_Set task_
Write out the entries below word for word, starting at the line that contains "Basketball game film review: mark the black" and ending with the last line of the entries.

====

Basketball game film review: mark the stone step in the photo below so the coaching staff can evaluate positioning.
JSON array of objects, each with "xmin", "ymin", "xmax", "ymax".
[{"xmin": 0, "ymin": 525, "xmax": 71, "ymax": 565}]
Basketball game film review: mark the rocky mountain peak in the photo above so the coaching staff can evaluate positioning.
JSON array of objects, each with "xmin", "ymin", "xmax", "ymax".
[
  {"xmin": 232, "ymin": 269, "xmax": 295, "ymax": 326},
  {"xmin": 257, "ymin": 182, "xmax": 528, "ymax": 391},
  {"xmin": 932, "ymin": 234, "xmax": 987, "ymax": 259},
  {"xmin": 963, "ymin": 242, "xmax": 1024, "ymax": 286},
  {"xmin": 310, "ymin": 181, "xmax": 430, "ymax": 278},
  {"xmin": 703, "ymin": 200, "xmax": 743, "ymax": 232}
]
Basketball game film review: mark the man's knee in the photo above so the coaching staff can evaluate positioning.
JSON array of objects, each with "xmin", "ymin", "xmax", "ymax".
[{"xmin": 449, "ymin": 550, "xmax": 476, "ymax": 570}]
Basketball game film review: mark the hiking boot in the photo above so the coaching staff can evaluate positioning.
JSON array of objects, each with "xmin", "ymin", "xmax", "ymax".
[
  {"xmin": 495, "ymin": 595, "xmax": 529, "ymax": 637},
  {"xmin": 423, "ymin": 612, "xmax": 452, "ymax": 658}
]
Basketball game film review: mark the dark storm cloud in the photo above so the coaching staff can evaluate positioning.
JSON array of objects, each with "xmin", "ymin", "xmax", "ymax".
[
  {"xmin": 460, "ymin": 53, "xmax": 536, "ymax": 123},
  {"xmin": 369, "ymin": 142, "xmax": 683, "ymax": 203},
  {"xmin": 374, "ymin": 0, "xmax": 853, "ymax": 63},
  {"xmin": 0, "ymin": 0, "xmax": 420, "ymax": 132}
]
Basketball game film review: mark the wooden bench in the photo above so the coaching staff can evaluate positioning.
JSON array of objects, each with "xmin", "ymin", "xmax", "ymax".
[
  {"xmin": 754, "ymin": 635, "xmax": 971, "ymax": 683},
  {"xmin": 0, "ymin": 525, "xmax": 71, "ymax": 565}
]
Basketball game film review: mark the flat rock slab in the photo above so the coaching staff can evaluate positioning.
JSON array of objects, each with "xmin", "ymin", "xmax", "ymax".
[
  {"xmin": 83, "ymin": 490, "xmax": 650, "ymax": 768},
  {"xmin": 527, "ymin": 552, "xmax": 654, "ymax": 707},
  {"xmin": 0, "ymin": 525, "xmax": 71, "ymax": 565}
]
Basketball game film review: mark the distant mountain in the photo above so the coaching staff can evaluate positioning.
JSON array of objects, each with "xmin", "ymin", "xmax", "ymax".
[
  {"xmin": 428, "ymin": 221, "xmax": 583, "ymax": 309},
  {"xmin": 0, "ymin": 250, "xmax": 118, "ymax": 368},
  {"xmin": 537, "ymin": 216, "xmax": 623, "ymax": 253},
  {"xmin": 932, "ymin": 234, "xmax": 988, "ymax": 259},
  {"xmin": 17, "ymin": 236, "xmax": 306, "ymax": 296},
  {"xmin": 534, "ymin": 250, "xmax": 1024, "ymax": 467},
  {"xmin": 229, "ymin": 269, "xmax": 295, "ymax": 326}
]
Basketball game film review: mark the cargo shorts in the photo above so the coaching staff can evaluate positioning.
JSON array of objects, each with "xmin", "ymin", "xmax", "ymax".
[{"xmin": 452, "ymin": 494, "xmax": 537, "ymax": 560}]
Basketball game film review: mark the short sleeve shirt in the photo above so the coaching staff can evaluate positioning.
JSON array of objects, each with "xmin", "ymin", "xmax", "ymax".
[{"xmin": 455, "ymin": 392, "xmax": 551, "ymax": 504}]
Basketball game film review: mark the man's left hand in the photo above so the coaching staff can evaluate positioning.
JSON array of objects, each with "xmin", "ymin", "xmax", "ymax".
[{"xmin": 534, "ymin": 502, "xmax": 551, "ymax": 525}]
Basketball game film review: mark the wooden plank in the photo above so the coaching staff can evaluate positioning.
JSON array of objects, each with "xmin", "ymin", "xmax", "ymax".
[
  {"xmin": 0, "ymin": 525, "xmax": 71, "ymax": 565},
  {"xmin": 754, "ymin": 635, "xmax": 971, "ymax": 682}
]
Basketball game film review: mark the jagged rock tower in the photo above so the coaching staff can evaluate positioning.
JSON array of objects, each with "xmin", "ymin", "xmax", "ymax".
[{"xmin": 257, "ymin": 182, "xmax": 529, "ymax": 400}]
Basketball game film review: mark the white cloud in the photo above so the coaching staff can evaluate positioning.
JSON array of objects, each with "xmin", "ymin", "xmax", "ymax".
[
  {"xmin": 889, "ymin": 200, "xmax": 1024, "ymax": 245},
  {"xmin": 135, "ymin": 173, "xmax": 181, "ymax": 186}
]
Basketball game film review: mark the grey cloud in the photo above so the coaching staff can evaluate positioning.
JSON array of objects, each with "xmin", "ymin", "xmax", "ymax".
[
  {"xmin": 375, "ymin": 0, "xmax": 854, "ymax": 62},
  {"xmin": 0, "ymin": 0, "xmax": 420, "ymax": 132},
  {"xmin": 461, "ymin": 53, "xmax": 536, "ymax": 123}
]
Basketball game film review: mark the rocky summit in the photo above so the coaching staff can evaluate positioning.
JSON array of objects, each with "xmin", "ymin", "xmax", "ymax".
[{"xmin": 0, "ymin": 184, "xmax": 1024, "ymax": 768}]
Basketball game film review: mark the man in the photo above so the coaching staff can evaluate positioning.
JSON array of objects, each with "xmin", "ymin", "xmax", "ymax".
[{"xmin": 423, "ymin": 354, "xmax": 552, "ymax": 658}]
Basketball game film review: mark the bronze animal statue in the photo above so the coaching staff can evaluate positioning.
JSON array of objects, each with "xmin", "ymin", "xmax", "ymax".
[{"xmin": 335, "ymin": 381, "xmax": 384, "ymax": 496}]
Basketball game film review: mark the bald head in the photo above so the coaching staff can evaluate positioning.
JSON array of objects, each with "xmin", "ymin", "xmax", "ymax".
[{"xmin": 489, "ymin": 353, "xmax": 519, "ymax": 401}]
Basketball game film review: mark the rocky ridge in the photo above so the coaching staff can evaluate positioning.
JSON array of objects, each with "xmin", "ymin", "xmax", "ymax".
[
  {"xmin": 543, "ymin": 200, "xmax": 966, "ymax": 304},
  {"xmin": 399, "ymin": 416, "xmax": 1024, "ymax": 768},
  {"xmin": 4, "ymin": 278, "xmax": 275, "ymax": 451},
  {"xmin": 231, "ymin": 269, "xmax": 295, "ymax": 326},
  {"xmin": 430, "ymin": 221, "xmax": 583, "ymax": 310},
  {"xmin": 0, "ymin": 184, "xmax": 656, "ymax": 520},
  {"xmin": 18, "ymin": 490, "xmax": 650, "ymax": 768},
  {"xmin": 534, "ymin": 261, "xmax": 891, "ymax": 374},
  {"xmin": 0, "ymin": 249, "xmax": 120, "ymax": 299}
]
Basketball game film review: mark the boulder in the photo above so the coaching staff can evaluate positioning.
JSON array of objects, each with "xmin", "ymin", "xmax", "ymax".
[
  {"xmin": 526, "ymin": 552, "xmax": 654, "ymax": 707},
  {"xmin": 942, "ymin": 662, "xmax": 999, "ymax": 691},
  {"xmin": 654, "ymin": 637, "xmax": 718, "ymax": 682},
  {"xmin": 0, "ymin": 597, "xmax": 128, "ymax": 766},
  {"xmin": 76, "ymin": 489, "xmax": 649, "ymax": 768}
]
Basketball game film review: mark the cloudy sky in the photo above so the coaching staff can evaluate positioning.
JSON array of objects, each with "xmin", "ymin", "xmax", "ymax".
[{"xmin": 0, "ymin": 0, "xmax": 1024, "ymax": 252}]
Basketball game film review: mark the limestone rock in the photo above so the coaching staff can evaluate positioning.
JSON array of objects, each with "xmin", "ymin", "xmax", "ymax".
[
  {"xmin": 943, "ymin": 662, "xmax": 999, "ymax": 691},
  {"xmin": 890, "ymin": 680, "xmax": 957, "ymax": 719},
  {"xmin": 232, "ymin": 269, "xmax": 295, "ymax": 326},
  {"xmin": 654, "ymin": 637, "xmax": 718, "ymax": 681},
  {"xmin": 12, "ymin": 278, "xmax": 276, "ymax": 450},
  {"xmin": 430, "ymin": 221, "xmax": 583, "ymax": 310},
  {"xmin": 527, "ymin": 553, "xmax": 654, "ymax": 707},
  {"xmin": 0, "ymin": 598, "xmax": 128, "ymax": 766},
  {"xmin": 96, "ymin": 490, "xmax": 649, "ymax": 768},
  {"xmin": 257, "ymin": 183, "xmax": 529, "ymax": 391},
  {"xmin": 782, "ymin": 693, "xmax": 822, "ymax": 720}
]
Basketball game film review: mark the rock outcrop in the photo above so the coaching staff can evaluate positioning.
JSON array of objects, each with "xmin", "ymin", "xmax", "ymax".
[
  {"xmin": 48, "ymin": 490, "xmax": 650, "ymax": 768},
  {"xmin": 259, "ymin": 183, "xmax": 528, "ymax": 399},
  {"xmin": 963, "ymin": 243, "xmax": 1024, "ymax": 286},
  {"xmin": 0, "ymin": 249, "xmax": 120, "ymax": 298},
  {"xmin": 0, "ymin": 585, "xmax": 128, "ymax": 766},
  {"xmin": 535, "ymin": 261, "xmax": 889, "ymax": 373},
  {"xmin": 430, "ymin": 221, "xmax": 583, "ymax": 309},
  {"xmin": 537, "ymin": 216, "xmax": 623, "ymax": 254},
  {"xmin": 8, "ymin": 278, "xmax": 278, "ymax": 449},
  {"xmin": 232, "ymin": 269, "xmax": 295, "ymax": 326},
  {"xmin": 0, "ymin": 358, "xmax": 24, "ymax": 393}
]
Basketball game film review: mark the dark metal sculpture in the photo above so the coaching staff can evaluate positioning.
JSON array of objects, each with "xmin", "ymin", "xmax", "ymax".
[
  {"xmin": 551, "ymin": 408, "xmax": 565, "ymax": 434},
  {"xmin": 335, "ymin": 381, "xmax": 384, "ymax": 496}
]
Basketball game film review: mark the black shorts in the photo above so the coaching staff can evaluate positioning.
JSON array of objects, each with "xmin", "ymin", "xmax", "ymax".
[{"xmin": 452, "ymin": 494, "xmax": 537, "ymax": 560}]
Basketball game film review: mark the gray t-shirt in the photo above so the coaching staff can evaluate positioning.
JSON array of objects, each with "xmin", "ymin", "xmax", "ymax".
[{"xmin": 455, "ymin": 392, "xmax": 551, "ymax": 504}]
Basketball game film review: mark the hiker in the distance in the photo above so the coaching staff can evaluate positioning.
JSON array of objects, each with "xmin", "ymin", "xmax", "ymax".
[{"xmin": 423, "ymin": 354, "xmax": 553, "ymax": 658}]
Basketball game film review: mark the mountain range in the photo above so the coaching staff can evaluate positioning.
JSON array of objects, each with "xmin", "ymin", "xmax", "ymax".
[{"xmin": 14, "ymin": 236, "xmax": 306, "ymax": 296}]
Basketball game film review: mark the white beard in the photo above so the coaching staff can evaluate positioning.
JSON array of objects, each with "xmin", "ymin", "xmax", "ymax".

====

_Completed exercise_
Basketball game film review: mark the black shorts in the photo above so the coaching staff can evaluate positioning.
JSON array of objects, each with "xmin", "ymin", "xmax", "ymax".
[{"xmin": 452, "ymin": 494, "xmax": 537, "ymax": 560}]
Basketball game film review: mark the gray t-shirt in the photo above so the coaching staff can evaluate positioning.
JSON array of objects, each with "xmin", "ymin", "xmax", "ymax".
[{"xmin": 455, "ymin": 392, "xmax": 551, "ymax": 504}]
Basketball game film review: mark the hiker in the distance in the photo above so the coaching staff can evaluate positioning.
JSON array of objects, each with "xmin", "ymin", "xmax", "ymax".
[{"xmin": 423, "ymin": 354, "xmax": 553, "ymax": 658}]
Basketball game film review: mark the mountain range in the photo above so the coaching staff can evaluate positioning.
JSON array of objects, each with "xmin", "ymin", "xmax", "ymax".
[{"xmin": 14, "ymin": 236, "xmax": 306, "ymax": 296}]
Basketball game film review: mark the white beard in the photo above so the coaching staff can evaluate positioning.
JSON array of objects, each with "xmin", "ymin", "xmax", "ymax".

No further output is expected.